====== Dataset content

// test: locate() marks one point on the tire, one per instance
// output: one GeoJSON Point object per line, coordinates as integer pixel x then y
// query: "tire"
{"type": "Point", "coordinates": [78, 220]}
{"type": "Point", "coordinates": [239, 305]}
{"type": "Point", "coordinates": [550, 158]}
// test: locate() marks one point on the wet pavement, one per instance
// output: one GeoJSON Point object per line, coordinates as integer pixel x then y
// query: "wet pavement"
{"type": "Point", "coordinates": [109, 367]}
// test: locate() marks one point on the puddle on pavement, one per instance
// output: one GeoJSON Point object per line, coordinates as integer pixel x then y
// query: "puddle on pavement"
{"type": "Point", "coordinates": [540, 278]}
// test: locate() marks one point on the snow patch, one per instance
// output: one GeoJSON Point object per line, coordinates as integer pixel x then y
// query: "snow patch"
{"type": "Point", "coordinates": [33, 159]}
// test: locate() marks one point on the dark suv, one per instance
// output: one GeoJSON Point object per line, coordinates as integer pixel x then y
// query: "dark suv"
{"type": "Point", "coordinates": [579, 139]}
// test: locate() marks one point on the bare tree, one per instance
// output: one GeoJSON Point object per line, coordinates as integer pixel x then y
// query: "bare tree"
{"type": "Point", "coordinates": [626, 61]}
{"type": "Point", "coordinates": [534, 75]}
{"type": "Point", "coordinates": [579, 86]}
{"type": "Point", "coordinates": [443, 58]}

============
====== Dataset content

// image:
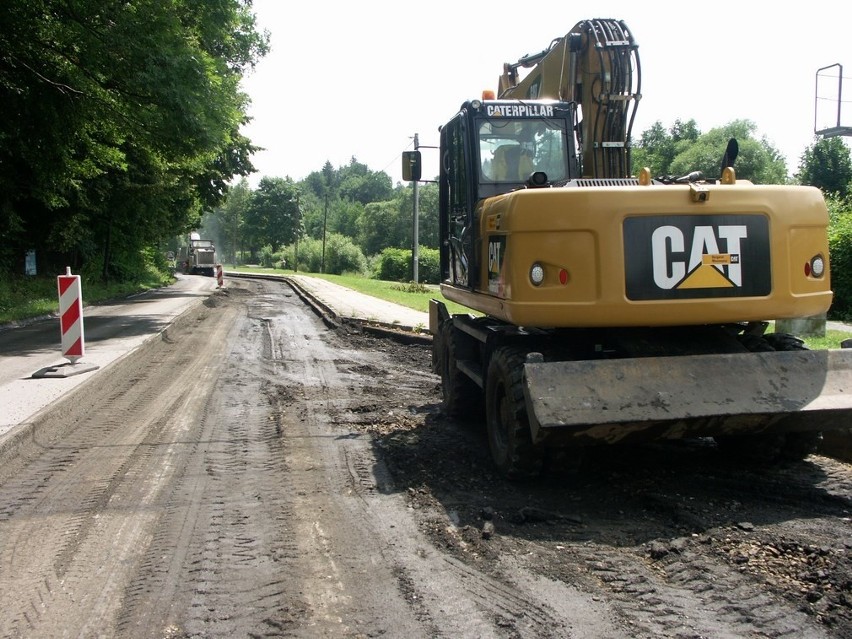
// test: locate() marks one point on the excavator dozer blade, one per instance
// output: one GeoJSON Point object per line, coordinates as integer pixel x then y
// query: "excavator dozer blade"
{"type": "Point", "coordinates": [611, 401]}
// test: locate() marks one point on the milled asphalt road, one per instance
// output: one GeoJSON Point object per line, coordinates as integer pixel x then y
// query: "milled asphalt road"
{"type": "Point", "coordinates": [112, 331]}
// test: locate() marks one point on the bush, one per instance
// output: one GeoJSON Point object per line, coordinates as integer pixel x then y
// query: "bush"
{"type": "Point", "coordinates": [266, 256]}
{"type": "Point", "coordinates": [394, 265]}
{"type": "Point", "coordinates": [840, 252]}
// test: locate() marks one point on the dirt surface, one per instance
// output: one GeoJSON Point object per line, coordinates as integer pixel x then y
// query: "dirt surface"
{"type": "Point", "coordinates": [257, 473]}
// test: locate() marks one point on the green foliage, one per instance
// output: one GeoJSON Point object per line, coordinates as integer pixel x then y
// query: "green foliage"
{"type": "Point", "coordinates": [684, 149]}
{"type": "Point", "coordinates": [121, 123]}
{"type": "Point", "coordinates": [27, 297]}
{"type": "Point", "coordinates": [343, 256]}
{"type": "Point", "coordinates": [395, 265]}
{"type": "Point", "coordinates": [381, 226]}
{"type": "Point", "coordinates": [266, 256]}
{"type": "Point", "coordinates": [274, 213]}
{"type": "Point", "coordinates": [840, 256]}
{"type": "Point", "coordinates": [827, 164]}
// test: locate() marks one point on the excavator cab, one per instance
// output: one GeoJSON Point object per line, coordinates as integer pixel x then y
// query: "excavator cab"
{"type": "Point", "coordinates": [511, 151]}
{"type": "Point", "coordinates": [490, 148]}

============

Count how many lines in the records above contain the string "dark", treating uppercase and lowercase as different. Reply with the number alone.

Exercise answer
2